#### Task list:
a. Return the passage of the text about the De Herdershut field station that runs between "The new design" and "m2 to 500 m2.", inclusive, copied word for word.
b. According to the text about the De Herdershut field station, who designed the new building?
c. For each statement, say whether it agrees with the text about the De Herdershut field station. Answer yes or no and quote the deciding words. (i) The new building will be connected to the gas supply. (ii) The small wooden shepherd's hut nearby will be torn down. (iii) The new building will include an observation post for studying birds.

#### Text passage:
----------------

The University of Groningen’s biology research field station ‘De Herdershut’ (The Shepherd’s Hut) on Schiermonnikoog is to be modernized and made more energy-efficient. A new building will be built with more space for teaching, better ICT facilities, two modern laboratories and more comfortable accommodation. The building will have solar panels, sustainable heat generation and will not be connected to the gas supply – just some of the ways in which energy savings will be made. Demolition is completed and the new building will be ready in the summer of 2021. The municipality of Schiermonnikoog is very committed to the good cooperation and relationship with the UG, and is looking forward to the new sustainable building.
The field studies carried out by biologists of the Faculty of Science and Engineering at ‘De Herdershut’ (1982) have resulted in dozens of dissertations and hundreds of national and international publications. The most well-known researcher to have worked there is Spinoza prize winner Theunis Piersma, Professor in Global Flyway Ecology. Teaching activities for students also take place there, as well as approximately 1,700 overnight stays per year.
The building’s name comes from the ‘real’ shepherd’s hut nearby. This small wooden building is a listed building and will be left as it is. Both the ‘small shepherd’s hut’ and the barn previously underwent external renovation.
The new design by architect John Timmer of the UG will be embedded in the surrounding landscape and will consist of two sections that slide into one another. The wooden facade and roof cladding provide a natural look. An observation post will be located in the building, as is currently the case, to study birds in the area. The surface area of the field station will increase from 420 m2 to 500 m2.

----------------

(Point localization data)
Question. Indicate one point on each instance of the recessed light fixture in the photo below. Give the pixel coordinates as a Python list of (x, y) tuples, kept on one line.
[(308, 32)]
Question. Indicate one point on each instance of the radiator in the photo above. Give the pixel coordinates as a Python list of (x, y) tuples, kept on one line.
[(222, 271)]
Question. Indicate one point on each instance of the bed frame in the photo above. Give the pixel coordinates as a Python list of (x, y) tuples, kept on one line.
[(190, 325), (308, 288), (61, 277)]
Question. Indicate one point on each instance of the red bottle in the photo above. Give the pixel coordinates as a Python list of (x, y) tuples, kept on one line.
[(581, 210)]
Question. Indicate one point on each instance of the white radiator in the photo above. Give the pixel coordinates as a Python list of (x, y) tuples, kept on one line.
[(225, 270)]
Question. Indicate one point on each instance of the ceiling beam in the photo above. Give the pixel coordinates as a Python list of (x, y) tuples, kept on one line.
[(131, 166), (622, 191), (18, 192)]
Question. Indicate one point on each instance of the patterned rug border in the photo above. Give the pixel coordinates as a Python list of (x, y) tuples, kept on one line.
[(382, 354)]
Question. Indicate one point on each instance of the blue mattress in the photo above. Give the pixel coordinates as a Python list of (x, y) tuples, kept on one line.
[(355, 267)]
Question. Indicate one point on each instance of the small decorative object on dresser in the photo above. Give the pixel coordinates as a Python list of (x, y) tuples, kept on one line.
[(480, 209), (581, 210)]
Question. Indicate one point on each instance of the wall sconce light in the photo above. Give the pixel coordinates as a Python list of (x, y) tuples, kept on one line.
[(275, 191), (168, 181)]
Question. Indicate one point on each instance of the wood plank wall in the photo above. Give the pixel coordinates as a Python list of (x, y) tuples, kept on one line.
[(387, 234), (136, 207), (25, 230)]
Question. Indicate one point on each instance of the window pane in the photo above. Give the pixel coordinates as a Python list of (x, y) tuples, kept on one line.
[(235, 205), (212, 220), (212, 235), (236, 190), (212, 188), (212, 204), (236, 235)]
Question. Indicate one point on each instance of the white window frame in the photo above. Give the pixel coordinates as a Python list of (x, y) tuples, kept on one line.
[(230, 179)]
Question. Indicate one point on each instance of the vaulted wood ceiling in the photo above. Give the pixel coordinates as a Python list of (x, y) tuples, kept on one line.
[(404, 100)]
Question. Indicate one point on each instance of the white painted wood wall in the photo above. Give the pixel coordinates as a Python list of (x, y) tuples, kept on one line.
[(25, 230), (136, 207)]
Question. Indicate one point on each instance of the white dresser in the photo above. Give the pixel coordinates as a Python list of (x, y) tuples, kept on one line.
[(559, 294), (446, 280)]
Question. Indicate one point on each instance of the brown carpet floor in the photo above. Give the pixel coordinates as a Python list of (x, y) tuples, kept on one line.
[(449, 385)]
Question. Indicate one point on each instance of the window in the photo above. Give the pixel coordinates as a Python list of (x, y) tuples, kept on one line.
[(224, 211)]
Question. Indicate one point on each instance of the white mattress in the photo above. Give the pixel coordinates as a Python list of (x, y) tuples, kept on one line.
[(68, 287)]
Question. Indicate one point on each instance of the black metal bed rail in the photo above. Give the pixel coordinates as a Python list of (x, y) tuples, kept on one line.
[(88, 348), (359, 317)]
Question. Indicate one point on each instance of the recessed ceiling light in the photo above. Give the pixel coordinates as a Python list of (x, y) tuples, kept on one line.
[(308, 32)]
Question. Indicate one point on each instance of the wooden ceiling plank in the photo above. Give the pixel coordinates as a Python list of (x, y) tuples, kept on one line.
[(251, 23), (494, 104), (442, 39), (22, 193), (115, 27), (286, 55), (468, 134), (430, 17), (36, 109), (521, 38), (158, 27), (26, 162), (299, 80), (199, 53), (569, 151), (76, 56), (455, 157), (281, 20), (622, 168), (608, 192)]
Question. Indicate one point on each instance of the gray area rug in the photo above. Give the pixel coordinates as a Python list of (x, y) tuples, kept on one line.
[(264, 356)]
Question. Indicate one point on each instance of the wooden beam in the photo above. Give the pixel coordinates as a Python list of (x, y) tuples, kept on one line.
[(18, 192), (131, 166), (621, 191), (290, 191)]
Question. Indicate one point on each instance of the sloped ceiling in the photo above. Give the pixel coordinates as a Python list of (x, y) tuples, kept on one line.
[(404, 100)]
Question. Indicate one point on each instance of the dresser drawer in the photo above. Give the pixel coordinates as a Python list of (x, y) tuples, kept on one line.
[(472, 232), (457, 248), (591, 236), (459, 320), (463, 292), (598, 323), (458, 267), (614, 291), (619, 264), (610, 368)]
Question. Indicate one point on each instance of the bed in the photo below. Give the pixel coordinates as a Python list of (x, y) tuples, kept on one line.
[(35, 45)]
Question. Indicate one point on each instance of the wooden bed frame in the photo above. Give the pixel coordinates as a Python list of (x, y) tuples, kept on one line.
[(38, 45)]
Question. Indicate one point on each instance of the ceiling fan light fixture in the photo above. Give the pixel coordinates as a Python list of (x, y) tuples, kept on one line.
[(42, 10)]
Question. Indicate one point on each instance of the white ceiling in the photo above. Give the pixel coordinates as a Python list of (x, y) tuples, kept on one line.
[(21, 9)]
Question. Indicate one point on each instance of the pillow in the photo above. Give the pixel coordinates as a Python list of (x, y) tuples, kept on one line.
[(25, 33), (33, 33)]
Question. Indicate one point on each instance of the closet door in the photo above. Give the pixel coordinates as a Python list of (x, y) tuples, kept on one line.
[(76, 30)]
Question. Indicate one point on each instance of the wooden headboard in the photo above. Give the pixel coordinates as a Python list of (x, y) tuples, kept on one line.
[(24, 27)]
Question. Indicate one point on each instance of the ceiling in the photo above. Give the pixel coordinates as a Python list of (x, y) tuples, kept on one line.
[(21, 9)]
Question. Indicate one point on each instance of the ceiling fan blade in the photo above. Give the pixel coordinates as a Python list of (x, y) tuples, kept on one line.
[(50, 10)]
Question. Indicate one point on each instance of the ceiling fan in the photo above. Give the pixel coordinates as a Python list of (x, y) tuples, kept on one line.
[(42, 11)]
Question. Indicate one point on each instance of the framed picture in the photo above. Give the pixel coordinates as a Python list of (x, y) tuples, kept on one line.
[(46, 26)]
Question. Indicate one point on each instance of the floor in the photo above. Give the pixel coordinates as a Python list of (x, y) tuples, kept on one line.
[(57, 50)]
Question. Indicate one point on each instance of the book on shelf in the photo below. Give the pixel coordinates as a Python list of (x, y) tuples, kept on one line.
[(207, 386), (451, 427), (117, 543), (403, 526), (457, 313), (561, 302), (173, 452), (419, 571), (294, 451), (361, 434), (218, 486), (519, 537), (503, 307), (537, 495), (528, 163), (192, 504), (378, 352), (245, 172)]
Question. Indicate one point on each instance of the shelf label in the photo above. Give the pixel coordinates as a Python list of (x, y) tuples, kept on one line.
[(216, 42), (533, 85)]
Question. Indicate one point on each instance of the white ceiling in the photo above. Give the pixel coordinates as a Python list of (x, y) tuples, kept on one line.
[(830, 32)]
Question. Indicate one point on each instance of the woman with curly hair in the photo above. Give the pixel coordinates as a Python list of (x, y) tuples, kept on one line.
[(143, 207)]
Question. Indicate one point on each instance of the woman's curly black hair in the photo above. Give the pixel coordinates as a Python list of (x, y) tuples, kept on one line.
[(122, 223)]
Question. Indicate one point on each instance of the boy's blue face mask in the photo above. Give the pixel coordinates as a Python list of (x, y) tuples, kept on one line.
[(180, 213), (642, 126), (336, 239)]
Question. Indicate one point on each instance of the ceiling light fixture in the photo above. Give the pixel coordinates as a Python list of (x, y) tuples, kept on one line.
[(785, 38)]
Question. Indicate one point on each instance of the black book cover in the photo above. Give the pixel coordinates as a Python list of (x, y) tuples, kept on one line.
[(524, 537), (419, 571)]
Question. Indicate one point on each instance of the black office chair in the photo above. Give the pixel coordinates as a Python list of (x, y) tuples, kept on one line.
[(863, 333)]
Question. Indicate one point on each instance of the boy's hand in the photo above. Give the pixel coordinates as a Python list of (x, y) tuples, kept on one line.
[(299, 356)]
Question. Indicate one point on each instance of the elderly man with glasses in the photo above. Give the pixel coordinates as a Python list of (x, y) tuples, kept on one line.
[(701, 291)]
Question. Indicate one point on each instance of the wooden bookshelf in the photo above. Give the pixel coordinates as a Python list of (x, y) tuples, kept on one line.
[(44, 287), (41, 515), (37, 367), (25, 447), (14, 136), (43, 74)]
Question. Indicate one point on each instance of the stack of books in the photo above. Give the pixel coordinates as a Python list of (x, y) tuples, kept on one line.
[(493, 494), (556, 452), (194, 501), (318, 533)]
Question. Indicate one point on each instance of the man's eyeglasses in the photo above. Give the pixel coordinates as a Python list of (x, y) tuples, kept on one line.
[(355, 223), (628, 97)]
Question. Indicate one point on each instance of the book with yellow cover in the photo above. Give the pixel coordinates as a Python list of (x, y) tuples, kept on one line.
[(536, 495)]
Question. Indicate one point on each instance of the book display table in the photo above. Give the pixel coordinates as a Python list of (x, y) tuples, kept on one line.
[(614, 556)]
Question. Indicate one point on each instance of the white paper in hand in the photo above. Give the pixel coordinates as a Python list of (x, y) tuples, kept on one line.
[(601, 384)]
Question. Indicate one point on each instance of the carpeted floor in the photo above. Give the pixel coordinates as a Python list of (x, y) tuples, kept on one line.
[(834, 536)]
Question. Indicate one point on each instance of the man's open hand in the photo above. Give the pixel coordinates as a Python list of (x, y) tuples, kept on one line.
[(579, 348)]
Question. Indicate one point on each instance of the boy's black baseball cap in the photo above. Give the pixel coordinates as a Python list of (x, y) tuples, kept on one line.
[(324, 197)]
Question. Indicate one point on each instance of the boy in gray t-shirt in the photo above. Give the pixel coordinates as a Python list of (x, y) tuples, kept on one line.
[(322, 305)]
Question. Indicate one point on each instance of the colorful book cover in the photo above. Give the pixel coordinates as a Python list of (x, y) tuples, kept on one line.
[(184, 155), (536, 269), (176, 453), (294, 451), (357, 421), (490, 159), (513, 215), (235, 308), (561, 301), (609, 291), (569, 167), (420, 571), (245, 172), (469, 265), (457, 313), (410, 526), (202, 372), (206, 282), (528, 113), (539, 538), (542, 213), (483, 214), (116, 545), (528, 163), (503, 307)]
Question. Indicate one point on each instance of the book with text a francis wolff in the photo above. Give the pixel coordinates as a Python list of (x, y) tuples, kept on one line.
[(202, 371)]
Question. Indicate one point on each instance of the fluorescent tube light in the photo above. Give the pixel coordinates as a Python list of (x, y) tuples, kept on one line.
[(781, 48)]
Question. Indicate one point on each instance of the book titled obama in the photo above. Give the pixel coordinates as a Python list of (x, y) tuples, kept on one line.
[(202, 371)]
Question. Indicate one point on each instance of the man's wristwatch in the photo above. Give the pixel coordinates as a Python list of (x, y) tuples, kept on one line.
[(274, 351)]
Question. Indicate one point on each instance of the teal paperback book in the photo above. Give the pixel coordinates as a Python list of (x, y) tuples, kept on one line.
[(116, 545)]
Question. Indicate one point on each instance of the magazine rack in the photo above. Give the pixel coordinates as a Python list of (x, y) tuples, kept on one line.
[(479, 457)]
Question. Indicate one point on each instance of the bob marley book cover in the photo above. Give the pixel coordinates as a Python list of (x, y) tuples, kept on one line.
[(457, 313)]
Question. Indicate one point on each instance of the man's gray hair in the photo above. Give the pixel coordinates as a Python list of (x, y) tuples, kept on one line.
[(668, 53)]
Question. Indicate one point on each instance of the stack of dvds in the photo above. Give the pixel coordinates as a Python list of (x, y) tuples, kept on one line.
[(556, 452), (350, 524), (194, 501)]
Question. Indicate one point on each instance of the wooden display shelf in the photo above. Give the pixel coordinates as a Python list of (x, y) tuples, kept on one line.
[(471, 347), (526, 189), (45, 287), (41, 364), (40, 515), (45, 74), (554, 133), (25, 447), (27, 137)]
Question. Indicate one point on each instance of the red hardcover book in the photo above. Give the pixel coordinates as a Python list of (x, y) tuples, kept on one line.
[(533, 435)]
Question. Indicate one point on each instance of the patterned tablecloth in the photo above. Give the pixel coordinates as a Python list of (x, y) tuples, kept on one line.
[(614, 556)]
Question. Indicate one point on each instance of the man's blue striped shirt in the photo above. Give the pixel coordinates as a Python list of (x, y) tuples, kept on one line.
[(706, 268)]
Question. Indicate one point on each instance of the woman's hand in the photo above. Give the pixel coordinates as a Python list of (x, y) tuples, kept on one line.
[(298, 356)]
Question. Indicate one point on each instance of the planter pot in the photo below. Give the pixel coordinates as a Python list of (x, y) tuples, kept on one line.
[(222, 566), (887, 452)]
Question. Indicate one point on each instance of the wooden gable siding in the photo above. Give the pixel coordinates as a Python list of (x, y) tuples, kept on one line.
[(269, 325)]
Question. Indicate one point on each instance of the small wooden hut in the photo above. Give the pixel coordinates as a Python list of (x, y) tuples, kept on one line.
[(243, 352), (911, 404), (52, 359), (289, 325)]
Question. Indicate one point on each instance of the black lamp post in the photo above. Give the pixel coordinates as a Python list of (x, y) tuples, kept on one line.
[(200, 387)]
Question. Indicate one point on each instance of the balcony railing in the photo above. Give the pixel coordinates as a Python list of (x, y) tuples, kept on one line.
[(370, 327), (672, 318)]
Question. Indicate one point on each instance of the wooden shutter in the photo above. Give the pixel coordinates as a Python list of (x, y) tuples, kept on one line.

----------------

#### Results of the exercise:
a.
The new design by architect John Timmer of the UG will be embedded in the surrounding landscape and will consist of two sections that slide into one another. The wooden facade and roof cladding provide a natural look. An observation post will be located in the building, as is currently the case, to study birds in the area. The surface area of the field station will increase from 420 m2 to 500 m2.

b. Architect John Timmer of the UG.

c.
(i) No: "will not be connected to the gas supply"
(ii) No: "will be left as it is"
(iii) Yes: "An observation post will be located in the building"